---------- Dataset excerpts ----------
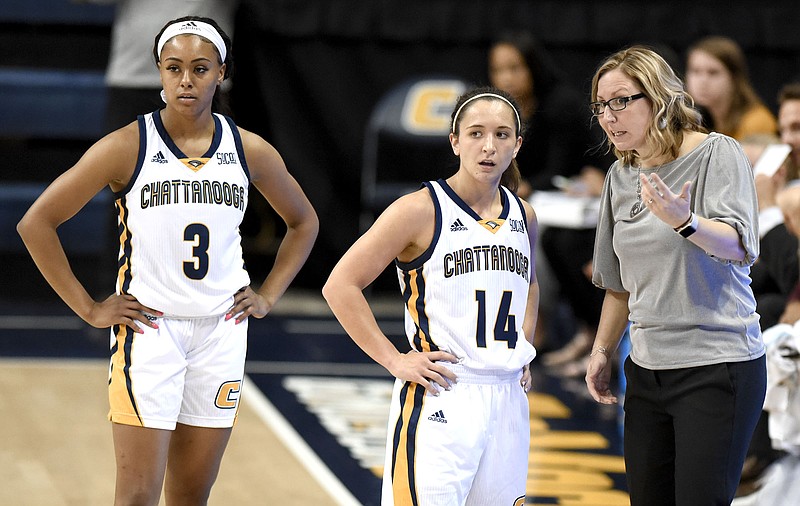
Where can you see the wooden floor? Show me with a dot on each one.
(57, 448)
----------
---------- Dataset excerpts ----------
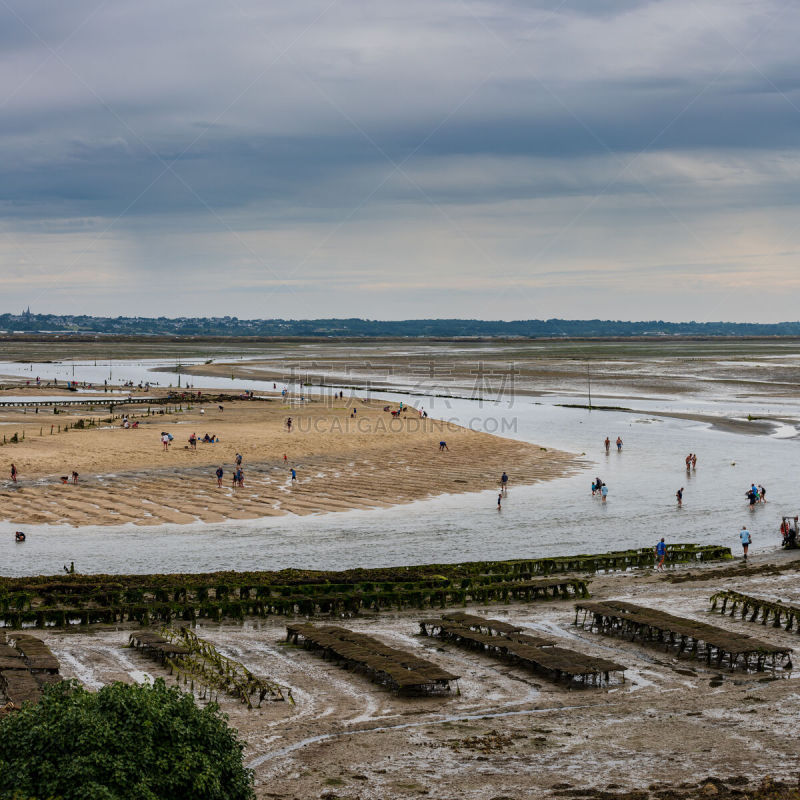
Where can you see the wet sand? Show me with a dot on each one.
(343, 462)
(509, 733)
----------
---------- Dataset excerpts ----------
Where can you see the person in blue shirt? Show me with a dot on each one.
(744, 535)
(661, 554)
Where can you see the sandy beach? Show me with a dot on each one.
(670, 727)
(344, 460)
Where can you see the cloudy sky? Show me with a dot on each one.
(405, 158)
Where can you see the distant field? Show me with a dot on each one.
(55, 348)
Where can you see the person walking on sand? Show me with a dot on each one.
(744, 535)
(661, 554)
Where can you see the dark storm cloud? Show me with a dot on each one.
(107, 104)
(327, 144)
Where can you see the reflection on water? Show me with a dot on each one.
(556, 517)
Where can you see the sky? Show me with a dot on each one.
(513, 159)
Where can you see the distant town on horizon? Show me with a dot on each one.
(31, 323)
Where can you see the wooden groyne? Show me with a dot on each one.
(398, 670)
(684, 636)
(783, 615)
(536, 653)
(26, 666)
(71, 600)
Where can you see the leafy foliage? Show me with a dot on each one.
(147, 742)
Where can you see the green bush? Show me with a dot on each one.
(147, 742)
----------
■ Task details: Report every line in the rows above that contains the word "distant", copying each such line in full.

■ Result below:
Where can you see the distant field? Show me with a dot on each one.
Where can you see the distant town on horizon? Show me with a dot on each one.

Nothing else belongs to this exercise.